■ TEXT UNDER STUDY
---
The God who is love creates the world by His Word sharing His love with His creation. Thus even creation itself, the cosmos, and the history of the universe are part of the context in which the narrations of Scripture are unfolding. So, all of the Scriptures, history and the cosmos are the context for understanding any verse, pericope or book of the Bible. They are all inseparable and therefore also the context in which we have to read the Genesis 2-3 story of the fall of Adam and Eve and the entrance of death into God’s creation.
Indeed, we note that some Patristic writers understand that death in Genesis 3 of the humans for disobedience is not punishment but a firm limit imposed by God on evil. It is God’s will that evil shall not abide forever but is contained by God.
“Then Death and Hades were thrown into the lake of fire. This is the second death, the lake of fire…” (Revelation 20:14)
Just as God walls in the chaos in Genesis 1 as He reveals creation, so too death is used to limit the effects of disobedience, evil and chaos
“Behold, the dwelling of God is with men. He will dwell with them, and they shall be his people, and God himself will be with them; he will wipe away every tear from their eyes, and death shall be no more, neither shall there be mourning nor crying nor pain any more, for the former things have passed away.” And he who sat upon the throne said, “Behold, I make all things new.” (Revelation 21:3-5)
And death itself belongs to the temporal world – it is not eternal but is a temporary condition which too will pass away according to God’s Word and will.
St Irenaeus (d. 202AD) writing at the end of the 2nd Century says:
“Wherefore also he [God] drove him [Adam] out of Paradise, and removed him far from the tree of life … having mercy on him, that he should not continue a transgressor for ever, nor that the sin which surrounded him should be immortal, and evil interminable and irremediable. But he set a bound to his transgression, by interposing death and causing sin to cease, putting an end to it by the dissolution of the flesh into the earth, so that man, ceasing at length to live to sin, and dying to it, might begin to live to God…” (Against Heresies, 3.23.6).
As. St. Irenaeus interprets Genesis 3, death mercifully puts a boundary around the transgression/disobedience and limits its power and effect. Death is not punishing the humans but curtailing sin! St. Gregory of Nyssa (d. 384AD) will go so far as to say that the death of Adam and Eve made the resurrection of Christ possible! God intended all along to defeat death by death. (Gregory of Nyssa’s idea is based squarely on St. Paul’s own teaching: “For God has consigned all men to disobedience, that he may have mercy upon all” (Romans 11: 32).
If God is love and acts in love toward us humans, His telling Adam that to wrongfully eat the forbidden will result in death is a warning to Adam. In the next blog we will consider the question: what was the serpent doing in telling Eve that to eat this fruit will make her god-like?
Nice, Fr. Ted, nice. What is depicted in the 2nd icon?
It is portraying the creation of Adam. Many Orthodox Fathers and iconographers assume any anthropomorphic descritpions of God in the Old Testament are actually the pre-incarnate Christ. So in Genesis 2 where God fashions Adam from the dust of the earth and breathes into the dust to create the soul, it is assumed this is the activity of Christ.
Thanks :-)
Reblogged this on Eclectic Orthodoxy.
Fr. Ted,
I can’t tell you how happy I was to come across your piece, as I have been struggling to understand the Fall today. Your piece allowed me to see the problem from a different perspective. This has been an answer to my prayer. Thank You.
---
■ WHAT THE TASK ASKS
Copy the passage of the piece on death in Genesis 3 from "If God is love" up to and including "make her god-like?".
---
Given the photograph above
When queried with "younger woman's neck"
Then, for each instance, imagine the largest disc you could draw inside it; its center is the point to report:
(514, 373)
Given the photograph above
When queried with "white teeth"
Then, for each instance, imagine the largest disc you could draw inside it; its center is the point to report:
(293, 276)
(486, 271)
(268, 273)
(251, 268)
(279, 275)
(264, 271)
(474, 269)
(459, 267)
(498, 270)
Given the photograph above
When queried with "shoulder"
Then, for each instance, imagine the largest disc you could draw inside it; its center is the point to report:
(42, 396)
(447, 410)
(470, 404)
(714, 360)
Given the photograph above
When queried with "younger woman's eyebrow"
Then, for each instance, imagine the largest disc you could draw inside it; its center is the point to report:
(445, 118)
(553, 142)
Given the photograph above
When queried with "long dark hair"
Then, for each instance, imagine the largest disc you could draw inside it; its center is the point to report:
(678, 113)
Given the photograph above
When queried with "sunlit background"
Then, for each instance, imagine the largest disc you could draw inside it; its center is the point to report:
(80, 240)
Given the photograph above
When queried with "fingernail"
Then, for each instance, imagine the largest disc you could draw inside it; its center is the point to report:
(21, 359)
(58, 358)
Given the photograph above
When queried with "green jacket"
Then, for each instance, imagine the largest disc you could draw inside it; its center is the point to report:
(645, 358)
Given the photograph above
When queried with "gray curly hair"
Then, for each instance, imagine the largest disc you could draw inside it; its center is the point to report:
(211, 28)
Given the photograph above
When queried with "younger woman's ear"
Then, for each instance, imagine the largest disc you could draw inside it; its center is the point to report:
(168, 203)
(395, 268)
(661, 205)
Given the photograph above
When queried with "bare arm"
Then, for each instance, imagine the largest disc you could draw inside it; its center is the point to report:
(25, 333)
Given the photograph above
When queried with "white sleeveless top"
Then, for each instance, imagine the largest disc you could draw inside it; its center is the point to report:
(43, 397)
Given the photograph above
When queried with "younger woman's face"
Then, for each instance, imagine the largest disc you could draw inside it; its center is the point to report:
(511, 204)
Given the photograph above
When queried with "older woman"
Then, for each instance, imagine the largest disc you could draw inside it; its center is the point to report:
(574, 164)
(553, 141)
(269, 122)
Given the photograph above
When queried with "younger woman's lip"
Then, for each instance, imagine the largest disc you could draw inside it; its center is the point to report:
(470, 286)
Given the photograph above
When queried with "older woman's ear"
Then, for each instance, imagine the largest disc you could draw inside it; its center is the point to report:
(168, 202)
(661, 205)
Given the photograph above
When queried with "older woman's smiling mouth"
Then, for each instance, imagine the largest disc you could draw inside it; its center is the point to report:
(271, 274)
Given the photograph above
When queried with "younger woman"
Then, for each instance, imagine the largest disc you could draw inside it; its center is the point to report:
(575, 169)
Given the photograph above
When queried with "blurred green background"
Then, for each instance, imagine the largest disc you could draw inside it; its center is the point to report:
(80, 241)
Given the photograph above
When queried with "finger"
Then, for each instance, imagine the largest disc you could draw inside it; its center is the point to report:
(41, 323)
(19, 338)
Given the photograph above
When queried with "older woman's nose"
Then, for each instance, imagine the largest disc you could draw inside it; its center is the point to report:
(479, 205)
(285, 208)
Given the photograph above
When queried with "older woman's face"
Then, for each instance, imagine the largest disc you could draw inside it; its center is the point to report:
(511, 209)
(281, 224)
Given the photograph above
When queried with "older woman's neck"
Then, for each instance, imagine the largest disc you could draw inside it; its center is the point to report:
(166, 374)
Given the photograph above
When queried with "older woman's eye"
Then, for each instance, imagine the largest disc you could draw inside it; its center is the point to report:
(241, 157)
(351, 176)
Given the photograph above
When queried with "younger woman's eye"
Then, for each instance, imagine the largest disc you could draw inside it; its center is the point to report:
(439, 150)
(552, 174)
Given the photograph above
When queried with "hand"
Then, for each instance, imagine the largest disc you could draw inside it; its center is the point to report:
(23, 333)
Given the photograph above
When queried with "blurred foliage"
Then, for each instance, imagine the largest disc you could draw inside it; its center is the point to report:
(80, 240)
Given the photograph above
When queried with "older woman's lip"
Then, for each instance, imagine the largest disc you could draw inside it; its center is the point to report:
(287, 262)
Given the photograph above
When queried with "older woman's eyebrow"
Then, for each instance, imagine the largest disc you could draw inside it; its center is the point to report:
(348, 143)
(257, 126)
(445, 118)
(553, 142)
---
■ REPLY
If God is love and acts in love toward us humans, His telling Adam that to wrongfully eat the forbidden will result in death is a warning to Adam. In the next blog we will consider the question: what was the serpent doing in telling Eve that to eat this fruit will make her god-like?